Copy every line of the records below, requests included, and offset each coordinate in the answers by adding 125 to every number.

────────────────────

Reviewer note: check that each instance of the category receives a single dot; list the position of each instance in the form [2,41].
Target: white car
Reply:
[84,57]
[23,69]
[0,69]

────────────────────

§ Problem solution:
Reviewer note: check that each instance of the category receives a single dot; list the position of each instance in the form [2,41].
Target: white car
Reply:
[209,182]
[148,194]
[125,194]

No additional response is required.